> [STATED PROBLEM 1] Output everything in the passage on Francis Bacon's birth and family from "Her sons were" down to "perhaps Bacon's superior.", word for word.

> [EXCERPT TO READ]
* * *
FRANCIS BACON was born January 22, 1560 (old style), at York House, which stood at the end of Buckingham Street, Strand, on the banks of the Thames. One last vestige of it is still to be seen : the fine water gate by Inigo Jones, which still stands by the gardens of the Embankment. He was the youngest son of Sir Nicholas Bacon, the first Lord Keeper of the Seals invested with the dignity and power of a Lord Chancellor. Sir Nicholas was a learned and excellent man, of remarkable prudence and integrity. Bacon's mother (Ann Cooke) was also a woman of remarkable intelligence. She was the daughter of Sir Anthony Cooke, who had been preceptor to Edward VI., and who was celebrated for his ability as a classical scholar. His daughter shared the erudition which the ladies of her period possessed; could read Greek, and ably translated from the Latin Bishop Jewel's Apology for the Church of England. She also spoke and wrote well both Italian and French.

Her sons were worthy of her. Anthony, though not possessed of his brother's genius, appears to have been a clever and very excellent person; morally, perhaps Bacon's superior.
* * *
> [EXERCISE INPUT]
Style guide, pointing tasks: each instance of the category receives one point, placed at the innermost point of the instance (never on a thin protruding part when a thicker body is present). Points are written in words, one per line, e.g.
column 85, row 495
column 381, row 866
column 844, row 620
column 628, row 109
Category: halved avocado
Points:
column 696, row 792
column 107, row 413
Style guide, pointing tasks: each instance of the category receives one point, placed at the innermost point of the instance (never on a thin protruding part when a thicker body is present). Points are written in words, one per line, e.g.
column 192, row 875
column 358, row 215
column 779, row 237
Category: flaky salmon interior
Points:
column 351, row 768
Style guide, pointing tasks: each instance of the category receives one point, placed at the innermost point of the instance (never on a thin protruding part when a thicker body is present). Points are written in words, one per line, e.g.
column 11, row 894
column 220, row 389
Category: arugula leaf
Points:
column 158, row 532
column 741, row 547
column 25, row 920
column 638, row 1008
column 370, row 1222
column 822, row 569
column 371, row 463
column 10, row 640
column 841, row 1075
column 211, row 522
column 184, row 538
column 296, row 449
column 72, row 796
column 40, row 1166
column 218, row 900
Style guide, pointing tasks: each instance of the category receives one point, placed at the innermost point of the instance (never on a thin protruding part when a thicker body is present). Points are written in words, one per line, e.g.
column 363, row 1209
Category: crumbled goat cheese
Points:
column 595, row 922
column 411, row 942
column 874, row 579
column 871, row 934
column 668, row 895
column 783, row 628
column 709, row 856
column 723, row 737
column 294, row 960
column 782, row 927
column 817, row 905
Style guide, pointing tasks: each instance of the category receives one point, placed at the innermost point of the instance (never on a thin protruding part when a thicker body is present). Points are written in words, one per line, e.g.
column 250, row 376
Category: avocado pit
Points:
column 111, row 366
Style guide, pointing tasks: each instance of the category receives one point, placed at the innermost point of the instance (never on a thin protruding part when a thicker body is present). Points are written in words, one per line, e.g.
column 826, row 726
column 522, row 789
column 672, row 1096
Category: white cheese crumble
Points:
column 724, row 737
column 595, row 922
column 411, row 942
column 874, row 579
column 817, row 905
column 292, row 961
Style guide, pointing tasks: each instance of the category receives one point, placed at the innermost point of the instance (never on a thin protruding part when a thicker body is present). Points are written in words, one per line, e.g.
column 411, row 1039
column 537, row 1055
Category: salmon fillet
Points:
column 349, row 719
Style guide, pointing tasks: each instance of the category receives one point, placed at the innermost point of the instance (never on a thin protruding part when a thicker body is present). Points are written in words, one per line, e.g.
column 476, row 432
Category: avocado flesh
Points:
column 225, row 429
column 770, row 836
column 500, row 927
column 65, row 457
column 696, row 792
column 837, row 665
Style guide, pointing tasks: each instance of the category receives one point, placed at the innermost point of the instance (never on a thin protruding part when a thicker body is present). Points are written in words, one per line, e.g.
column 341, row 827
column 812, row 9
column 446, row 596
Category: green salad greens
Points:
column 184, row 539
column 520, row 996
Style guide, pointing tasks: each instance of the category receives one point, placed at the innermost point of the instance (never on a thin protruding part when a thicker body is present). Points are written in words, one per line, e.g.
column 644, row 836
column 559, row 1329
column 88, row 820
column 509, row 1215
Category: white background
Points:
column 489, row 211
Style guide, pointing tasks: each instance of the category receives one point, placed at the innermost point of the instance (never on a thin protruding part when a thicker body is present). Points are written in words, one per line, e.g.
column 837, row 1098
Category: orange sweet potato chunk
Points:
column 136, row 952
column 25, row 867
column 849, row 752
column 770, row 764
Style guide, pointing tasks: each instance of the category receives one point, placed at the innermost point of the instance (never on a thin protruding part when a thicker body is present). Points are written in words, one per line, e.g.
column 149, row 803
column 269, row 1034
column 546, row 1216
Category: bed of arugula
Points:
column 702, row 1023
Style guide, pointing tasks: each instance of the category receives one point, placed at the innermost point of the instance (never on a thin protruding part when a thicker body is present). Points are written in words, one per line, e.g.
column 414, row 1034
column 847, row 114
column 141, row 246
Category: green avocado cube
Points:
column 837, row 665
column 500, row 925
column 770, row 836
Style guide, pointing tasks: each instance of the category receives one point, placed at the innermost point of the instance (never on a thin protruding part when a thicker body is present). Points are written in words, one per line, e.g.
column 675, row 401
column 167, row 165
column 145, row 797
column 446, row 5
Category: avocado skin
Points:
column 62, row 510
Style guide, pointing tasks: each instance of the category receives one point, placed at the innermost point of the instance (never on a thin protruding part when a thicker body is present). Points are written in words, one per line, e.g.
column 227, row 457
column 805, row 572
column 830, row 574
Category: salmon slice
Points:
* * *
> [STATED PROBLEM 2] Return everything in the listing from its first line down to the line containing "column 351, row 768", both ends included, reproducing each line without change.

> [WORKED SOLUTION 1]
Her sons were worthy of her. Anthony, though not possessed of his brother's genius, appears to have been a clever and very excellent person; morally, perhaps Bacon's superior.

> [WORKED SOLUTION 2]
Style guide, pointing tasks: each instance of the category receives one point, placed at the innermost point of the instance (never on a thin protruding part when a thicker body is present). Points are written in words, one per line, e.g.
column 85, row 495
column 381, row 866
column 844, row 620
column 628, row 109
Category: halved avocado
Points:
column 696, row 792
column 107, row 413
Style guide, pointing tasks: each instance of the category receives one point, placed at the innermost point of the instance (never on a thin protruding part when a thicker body is present). Points are written in words, one per line, e.g.
column 192, row 875
column 358, row 215
column 779, row 237
Category: flaky salmon interior
Points:
column 351, row 768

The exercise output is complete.